Output exactly the lines that run from the line with "Locate the black hair;" to the end of the material, both ends included, and no other lines.

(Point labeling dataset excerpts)
■ ■ ■ ■

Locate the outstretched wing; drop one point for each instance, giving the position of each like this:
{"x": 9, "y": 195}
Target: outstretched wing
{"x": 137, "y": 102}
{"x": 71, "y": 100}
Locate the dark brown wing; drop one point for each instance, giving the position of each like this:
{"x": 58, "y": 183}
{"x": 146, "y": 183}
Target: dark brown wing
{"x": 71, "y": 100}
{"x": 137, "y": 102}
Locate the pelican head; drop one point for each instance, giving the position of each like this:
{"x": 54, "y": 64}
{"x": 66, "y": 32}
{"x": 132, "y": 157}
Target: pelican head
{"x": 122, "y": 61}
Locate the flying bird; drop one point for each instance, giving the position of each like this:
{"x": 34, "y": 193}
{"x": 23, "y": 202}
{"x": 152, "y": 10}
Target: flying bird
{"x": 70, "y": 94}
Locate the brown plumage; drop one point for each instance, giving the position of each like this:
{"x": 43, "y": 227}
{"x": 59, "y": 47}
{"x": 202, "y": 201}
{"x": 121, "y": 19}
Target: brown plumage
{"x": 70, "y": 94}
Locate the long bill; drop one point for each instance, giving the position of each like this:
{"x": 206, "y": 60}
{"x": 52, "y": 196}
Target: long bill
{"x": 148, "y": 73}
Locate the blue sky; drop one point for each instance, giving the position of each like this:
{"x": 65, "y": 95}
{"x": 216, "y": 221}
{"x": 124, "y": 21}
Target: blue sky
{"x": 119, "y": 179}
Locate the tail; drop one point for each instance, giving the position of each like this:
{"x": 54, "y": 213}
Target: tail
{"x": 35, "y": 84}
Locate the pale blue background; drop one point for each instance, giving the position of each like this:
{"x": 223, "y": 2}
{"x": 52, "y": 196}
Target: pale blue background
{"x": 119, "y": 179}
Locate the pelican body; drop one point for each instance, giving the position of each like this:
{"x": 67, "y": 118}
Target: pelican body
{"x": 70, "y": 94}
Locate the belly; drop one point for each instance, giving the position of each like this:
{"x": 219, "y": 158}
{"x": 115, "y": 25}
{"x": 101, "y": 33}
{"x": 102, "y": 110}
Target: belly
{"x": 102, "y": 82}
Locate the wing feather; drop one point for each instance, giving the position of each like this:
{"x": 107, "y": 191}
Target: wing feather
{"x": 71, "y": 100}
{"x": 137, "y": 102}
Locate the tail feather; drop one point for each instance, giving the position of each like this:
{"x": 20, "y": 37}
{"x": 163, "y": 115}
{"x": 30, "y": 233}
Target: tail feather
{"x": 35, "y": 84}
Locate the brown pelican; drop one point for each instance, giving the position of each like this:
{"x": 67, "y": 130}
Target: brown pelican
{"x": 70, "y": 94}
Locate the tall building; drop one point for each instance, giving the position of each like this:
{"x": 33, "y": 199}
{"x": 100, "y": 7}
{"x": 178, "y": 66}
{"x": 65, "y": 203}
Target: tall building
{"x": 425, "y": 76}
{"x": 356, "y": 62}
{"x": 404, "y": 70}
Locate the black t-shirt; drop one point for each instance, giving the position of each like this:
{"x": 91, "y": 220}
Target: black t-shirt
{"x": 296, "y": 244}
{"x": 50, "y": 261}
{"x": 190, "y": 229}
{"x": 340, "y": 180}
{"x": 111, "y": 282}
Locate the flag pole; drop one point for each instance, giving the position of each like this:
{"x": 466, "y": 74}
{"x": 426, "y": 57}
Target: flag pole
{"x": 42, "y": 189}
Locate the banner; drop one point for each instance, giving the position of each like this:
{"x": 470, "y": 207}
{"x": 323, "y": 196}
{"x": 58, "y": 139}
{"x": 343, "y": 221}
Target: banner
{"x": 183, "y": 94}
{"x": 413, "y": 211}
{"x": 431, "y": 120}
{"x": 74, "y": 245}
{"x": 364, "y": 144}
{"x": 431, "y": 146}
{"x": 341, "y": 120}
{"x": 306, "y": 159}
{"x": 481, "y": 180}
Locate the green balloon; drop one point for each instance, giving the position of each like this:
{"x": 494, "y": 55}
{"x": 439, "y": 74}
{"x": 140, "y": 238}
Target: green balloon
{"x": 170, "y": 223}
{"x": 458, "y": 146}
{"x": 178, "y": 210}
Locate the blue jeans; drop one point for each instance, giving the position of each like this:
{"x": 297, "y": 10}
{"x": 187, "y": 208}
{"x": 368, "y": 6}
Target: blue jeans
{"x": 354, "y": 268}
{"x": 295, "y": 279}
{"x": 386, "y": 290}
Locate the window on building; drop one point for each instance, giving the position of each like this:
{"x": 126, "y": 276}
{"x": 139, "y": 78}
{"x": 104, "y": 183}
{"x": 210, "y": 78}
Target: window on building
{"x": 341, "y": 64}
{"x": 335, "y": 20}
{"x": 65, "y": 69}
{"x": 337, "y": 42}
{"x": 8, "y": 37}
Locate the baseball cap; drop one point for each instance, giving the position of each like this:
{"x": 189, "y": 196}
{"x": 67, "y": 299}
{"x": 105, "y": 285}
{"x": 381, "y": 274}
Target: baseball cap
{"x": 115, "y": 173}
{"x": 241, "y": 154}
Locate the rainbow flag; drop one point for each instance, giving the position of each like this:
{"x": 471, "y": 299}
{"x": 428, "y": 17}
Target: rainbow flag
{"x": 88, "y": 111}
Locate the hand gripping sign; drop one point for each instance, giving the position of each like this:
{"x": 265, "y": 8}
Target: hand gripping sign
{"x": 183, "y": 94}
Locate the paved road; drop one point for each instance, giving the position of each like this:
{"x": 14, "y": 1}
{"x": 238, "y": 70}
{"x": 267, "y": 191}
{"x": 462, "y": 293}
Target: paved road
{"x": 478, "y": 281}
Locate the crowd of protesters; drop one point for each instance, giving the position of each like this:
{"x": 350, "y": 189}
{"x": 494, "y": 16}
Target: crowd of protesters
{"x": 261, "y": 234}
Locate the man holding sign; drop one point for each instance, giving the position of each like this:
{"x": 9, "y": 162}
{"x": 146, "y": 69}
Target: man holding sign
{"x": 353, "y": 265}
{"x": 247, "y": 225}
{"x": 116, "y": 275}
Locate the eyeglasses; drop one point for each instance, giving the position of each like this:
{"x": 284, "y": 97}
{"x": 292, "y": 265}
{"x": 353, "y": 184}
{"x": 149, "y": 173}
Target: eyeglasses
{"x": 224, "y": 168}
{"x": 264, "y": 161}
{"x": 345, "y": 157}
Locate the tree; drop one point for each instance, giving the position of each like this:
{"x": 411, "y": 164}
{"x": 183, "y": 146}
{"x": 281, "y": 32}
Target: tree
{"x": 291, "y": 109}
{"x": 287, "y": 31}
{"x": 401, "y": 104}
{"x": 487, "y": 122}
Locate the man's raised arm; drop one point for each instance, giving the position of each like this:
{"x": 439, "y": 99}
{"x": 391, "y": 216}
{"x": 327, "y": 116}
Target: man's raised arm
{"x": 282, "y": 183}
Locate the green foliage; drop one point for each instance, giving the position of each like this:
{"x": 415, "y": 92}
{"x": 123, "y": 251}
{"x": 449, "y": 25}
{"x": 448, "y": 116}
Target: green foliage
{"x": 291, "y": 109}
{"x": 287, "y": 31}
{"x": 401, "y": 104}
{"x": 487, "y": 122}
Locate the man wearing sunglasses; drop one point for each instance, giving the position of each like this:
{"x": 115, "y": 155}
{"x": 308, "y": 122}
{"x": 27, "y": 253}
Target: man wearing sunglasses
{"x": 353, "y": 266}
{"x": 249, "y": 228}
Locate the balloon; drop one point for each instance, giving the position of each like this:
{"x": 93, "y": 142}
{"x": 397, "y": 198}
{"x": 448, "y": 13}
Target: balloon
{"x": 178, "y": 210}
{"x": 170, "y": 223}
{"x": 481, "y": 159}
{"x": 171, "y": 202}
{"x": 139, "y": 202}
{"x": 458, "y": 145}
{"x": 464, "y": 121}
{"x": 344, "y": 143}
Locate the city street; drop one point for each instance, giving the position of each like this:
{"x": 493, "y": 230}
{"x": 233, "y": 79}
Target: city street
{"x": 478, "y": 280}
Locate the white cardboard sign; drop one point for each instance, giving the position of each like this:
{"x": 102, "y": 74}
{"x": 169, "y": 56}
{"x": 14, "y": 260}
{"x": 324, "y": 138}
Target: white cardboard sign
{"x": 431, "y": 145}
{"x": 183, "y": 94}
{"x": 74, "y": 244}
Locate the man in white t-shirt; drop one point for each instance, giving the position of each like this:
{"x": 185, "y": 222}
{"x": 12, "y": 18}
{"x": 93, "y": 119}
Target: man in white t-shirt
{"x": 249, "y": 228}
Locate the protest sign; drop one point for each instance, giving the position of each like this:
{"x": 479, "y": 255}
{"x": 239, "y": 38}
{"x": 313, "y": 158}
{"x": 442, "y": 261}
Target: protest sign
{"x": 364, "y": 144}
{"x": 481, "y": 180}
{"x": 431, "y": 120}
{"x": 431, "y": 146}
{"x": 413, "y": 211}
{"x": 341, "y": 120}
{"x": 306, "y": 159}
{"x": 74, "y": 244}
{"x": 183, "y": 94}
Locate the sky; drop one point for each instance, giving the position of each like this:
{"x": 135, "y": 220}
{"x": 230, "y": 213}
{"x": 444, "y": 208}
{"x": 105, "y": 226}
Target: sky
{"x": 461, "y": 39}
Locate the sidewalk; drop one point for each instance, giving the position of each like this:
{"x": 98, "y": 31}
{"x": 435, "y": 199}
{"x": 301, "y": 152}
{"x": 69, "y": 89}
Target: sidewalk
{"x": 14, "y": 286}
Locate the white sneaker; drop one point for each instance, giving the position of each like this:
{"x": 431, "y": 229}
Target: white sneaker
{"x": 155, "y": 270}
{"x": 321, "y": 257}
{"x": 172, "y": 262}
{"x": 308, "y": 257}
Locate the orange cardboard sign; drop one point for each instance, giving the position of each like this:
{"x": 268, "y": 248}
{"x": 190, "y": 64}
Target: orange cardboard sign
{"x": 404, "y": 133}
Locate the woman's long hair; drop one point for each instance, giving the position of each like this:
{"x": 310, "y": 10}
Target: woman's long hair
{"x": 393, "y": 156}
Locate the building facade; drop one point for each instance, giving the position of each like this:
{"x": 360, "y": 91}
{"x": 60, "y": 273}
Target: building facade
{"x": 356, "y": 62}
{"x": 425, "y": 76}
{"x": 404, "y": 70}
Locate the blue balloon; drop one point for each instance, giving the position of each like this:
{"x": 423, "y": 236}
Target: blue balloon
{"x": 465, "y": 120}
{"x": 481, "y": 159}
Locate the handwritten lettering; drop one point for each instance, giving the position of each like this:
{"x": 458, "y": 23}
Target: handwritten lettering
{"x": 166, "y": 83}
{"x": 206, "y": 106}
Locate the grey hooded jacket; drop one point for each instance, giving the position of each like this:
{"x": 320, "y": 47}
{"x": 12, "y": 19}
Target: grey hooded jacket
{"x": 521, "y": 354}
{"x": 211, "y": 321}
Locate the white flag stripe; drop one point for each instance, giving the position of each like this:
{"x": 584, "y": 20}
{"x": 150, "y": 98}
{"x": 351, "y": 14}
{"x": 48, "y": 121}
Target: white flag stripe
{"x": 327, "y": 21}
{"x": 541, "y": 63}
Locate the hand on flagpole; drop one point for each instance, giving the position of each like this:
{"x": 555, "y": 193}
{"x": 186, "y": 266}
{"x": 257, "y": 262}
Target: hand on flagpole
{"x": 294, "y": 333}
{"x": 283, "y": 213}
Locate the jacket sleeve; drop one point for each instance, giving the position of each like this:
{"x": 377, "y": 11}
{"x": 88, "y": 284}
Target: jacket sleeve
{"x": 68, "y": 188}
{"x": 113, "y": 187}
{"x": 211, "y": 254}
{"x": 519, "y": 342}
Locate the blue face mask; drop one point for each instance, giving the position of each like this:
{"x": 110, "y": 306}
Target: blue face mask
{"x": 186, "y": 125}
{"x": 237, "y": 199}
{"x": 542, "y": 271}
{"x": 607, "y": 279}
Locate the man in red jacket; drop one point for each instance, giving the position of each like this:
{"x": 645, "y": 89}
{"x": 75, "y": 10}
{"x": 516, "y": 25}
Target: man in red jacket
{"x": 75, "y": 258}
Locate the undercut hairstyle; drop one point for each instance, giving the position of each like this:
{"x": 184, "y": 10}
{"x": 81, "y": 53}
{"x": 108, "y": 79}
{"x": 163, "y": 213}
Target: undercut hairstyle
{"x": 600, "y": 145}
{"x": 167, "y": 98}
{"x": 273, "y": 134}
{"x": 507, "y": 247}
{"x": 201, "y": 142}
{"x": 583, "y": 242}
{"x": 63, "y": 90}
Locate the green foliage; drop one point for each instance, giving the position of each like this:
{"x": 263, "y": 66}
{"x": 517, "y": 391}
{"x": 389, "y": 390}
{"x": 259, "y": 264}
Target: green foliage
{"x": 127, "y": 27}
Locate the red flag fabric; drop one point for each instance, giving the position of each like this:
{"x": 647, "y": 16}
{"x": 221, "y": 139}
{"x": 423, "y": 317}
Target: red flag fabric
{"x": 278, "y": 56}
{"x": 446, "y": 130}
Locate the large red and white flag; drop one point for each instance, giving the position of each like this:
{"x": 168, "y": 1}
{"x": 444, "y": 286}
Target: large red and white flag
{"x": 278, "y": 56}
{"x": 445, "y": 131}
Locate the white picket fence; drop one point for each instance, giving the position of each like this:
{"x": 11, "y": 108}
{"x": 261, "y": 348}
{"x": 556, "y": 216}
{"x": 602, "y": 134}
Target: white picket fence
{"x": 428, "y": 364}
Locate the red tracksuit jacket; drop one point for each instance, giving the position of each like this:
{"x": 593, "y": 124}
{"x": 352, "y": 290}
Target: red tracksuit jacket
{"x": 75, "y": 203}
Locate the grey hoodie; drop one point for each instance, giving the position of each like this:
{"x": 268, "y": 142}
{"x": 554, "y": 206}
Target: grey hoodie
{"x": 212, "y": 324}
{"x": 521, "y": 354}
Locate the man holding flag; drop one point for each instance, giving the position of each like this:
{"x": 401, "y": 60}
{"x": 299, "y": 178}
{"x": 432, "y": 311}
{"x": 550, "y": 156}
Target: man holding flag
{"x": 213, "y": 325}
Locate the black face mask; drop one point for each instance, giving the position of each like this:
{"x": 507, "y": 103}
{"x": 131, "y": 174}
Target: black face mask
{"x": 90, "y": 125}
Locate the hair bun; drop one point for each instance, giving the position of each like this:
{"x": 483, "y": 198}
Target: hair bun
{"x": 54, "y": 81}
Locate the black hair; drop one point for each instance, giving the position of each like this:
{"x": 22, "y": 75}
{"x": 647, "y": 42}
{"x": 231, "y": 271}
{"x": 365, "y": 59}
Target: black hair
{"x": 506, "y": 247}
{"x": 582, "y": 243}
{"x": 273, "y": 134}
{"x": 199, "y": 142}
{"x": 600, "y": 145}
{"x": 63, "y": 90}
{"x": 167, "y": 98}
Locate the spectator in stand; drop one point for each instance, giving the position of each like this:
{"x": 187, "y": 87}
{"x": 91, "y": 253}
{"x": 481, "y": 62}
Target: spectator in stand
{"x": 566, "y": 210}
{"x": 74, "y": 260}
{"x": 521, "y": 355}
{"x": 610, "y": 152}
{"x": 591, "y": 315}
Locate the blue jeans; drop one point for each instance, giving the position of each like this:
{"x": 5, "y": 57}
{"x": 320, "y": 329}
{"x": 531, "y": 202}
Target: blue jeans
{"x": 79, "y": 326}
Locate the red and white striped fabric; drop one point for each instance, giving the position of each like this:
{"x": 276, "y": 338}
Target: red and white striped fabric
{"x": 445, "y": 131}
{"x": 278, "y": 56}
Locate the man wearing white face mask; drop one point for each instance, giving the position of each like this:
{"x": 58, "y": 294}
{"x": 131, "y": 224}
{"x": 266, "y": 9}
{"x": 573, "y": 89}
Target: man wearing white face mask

■ ■ ■ ■

• [Solution to the problem]
Locate the black hair; drop one point for each instance, giving the position of each like this:
{"x": 22, "y": 75}
{"x": 647, "y": 42}
{"x": 231, "y": 271}
{"x": 365, "y": 59}
Target: black hair
{"x": 506, "y": 247}
{"x": 582, "y": 243}
{"x": 273, "y": 134}
{"x": 199, "y": 142}
{"x": 600, "y": 145}
{"x": 63, "y": 90}
{"x": 167, "y": 98}
Locate the spectator in stand; drop one point for each instance, giving the position of each like this:
{"x": 187, "y": 87}
{"x": 91, "y": 253}
{"x": 481, "y": 62}
Target: spectator in stand
{"x": 566, "y": 210}
{"x": 74, "y": 260}
{"x": 521, "y": 355}
{"x": 610, "y": 152}
{"x": 591, "y": 315}
Locate the blue jeans; drop one point for each instance, giving the position of each like this:
{"x": 5, "y": 57}
{"x": 320, "y": 329}
{"x": 531, "y": 202}
Target: blue jeans
{"x": 79, "y": 326}
Locate the red and white striped fabric; drop one point for each instance, giving the position of each like this:
{"x": 276, "y": 338}
Target: red and white striped fabric
{"x": 445, "y": 131}
{"x": 278, "y": 56}
Locate the man wearing white face mask; drop one point for each instance, giving the position of each like this:
{"x": 58, "y": 294}
{"x": 131, "y": 224}
{"x": 266, "y": 9}
{"x": 573, "y": 89}
Target: man wearing white face mask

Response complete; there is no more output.